# start of Data section

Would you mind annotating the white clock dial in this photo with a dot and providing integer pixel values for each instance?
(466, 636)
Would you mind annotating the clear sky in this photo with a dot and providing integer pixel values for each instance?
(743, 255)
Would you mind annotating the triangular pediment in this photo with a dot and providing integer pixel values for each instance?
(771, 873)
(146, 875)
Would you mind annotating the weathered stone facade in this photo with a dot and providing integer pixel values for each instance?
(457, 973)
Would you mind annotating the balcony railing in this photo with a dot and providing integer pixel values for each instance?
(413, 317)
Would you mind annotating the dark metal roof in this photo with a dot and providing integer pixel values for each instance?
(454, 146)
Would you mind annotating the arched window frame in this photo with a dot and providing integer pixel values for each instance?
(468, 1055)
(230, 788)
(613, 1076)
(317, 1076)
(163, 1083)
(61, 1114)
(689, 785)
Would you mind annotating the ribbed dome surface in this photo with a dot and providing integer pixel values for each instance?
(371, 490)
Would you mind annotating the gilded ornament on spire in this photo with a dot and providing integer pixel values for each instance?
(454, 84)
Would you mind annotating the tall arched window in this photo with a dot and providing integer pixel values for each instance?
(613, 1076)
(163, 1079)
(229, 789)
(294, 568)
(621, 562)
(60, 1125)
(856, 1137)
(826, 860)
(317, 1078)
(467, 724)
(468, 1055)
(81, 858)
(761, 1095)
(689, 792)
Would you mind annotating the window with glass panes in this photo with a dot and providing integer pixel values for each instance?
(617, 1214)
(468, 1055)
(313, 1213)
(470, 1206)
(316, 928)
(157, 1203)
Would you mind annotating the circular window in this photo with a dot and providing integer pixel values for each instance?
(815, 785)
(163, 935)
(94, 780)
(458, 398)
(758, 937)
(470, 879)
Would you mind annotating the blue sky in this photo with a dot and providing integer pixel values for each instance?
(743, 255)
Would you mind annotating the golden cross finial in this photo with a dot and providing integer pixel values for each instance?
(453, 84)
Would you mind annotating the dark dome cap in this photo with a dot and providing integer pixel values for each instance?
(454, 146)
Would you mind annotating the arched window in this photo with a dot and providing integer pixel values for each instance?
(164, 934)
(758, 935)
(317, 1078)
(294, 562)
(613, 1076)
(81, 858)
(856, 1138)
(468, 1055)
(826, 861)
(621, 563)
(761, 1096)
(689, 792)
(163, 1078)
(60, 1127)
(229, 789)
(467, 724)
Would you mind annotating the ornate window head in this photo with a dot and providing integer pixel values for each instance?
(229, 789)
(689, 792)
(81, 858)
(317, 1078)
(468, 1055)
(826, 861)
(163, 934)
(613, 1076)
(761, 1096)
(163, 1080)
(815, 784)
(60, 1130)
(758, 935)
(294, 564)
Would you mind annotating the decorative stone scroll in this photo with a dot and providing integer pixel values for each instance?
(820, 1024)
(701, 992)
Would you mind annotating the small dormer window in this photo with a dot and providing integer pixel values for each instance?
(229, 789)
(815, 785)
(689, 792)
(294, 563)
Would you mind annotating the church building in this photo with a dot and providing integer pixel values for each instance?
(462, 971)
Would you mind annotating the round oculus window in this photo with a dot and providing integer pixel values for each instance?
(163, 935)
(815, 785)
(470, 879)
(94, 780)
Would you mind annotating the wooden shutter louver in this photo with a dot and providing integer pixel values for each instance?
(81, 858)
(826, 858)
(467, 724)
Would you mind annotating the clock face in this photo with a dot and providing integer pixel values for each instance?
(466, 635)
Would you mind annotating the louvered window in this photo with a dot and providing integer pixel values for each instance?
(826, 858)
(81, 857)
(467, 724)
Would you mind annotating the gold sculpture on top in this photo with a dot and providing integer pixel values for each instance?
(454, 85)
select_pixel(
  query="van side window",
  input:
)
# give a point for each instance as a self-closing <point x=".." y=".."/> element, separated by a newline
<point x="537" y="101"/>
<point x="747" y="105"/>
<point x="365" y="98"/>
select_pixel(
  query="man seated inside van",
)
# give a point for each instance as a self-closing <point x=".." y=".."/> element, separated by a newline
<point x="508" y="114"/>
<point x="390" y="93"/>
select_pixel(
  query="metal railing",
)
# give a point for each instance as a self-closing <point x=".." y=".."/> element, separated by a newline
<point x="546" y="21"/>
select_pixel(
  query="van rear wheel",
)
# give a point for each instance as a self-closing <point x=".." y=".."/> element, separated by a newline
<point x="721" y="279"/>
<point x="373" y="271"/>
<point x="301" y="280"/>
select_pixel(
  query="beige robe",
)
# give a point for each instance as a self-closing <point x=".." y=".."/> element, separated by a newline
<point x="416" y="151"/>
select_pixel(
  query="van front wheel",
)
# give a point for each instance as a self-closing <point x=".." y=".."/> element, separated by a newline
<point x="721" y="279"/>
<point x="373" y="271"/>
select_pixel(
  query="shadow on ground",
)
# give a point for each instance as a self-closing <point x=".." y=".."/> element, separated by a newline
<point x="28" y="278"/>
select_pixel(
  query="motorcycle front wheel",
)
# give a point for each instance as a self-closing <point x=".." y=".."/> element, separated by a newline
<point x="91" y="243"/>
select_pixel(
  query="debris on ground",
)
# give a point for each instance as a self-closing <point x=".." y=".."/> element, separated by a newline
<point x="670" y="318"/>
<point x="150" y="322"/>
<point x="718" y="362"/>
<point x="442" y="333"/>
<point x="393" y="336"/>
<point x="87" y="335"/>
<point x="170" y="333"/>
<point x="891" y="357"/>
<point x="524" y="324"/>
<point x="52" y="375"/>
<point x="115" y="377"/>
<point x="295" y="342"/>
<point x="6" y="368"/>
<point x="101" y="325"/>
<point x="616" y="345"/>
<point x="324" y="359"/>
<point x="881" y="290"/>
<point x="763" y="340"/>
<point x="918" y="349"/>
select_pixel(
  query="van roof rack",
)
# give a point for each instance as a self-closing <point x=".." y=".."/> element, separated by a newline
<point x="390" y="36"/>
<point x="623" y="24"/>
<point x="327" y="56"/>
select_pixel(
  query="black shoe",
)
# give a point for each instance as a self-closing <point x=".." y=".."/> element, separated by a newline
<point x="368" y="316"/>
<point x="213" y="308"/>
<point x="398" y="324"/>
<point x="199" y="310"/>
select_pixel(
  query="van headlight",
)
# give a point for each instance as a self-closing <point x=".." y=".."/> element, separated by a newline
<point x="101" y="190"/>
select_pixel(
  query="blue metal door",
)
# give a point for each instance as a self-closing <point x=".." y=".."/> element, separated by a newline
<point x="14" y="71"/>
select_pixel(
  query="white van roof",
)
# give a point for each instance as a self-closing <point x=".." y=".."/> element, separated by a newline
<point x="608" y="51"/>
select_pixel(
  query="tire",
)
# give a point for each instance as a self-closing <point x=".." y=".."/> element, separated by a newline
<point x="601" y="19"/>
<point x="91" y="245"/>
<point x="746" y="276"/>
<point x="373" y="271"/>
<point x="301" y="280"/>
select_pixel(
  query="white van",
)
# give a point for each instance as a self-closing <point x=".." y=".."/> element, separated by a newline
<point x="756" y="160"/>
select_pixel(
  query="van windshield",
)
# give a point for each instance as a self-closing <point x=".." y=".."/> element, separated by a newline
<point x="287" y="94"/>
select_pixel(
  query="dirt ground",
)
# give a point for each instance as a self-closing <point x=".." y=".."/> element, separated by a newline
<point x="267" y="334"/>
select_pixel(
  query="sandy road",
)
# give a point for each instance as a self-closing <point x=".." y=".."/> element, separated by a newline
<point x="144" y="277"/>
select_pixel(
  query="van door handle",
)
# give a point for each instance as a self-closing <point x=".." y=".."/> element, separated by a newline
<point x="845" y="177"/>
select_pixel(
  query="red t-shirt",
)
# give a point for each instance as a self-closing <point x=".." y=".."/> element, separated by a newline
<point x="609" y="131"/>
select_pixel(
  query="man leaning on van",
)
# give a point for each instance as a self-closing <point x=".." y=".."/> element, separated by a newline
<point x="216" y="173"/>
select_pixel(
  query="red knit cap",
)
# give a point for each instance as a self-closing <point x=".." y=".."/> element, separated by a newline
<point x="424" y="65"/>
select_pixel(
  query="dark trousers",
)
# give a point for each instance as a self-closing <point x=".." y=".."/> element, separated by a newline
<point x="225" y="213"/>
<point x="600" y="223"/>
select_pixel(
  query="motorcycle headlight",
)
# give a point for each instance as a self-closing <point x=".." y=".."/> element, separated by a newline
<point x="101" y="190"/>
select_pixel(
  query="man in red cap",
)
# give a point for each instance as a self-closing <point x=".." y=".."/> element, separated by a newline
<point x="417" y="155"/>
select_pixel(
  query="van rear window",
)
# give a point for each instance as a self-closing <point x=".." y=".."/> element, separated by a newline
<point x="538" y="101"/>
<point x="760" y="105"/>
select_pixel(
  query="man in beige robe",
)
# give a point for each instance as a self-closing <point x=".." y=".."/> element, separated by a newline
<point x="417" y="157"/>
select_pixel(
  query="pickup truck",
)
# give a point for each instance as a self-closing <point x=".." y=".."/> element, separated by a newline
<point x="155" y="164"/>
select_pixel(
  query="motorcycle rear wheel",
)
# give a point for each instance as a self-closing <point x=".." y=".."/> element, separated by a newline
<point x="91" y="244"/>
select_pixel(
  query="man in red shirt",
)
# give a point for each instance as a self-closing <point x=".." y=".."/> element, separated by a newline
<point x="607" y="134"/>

# end of Data section

- [What needs to be done] Locate every line of the records that contains the word "door" and copy each one.

- [Exercise solution]
  query="blue metal door",
  query="van door handle",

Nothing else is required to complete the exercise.